§ Records from a data collection
** BEGIN **
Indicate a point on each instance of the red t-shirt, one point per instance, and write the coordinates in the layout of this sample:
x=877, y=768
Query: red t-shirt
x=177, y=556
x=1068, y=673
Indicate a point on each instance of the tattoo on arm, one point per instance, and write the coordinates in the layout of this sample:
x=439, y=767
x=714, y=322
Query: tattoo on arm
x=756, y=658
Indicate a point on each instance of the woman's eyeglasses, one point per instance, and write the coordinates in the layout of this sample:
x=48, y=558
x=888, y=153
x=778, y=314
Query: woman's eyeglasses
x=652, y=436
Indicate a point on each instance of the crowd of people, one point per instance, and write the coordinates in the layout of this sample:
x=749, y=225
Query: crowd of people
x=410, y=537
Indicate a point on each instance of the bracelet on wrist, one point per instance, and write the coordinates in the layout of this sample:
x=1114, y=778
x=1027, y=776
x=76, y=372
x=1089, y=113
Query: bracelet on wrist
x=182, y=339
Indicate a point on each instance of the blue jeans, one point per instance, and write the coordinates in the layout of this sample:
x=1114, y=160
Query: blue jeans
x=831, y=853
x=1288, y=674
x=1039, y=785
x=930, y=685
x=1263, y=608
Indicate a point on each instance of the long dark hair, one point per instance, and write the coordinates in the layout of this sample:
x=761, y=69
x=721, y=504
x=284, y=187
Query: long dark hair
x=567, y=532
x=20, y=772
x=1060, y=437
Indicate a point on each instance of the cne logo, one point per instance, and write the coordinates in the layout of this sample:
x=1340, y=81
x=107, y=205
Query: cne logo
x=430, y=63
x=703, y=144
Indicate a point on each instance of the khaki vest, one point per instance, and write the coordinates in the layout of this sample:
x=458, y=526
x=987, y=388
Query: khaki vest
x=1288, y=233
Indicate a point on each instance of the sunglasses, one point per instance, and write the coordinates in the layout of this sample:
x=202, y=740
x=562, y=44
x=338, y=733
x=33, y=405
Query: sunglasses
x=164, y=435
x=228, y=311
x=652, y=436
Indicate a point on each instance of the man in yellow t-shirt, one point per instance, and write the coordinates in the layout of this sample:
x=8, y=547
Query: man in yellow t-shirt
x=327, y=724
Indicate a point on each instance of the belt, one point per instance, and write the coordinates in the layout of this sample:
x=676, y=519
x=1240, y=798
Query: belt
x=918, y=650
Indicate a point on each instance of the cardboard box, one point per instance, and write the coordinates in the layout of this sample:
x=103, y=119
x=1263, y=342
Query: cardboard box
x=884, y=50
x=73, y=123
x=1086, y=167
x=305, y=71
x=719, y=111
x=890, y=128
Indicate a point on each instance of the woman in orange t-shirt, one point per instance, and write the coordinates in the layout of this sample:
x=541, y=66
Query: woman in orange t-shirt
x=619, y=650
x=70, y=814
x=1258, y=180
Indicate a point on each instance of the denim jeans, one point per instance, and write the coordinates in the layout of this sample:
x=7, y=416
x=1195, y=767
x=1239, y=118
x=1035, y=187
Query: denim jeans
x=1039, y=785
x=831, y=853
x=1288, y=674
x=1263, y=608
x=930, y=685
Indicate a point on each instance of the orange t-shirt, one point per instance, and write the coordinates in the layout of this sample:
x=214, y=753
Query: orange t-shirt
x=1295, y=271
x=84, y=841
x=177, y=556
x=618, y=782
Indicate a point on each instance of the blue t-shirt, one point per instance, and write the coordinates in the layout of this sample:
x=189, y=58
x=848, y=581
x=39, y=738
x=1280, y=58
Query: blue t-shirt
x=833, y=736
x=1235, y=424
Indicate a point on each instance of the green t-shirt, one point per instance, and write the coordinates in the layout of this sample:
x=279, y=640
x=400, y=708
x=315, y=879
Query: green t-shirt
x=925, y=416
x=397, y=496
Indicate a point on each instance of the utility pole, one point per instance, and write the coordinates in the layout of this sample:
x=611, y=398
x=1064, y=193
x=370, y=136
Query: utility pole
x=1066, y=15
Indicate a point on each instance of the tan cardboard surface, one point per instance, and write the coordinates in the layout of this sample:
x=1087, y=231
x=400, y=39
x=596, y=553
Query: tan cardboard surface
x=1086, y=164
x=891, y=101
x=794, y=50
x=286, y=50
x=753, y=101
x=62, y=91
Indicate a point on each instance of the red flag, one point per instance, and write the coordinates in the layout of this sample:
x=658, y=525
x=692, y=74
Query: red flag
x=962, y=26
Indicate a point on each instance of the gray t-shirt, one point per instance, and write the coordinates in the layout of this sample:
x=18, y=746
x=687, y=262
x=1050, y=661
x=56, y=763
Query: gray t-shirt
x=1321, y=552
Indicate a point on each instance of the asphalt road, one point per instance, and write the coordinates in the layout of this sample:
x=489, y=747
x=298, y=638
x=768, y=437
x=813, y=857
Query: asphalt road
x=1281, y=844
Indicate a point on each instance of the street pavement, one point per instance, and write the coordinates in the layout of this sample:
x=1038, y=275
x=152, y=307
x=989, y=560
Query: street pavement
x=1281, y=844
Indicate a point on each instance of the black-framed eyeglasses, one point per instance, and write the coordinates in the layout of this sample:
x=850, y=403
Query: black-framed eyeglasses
** END **
§ TASK GOAL
Copy the records word for word, starting at the line that contains "Indicate a point on each instance of the black-framed" and ending at the last line of the records.

§ SOLUTION
Indicate a point on each instance of the black-framed eyeglasses, one point per instance, and write the coordinates in the layout of this sample:
x=850, y=403
Query: black-framed eyeglasses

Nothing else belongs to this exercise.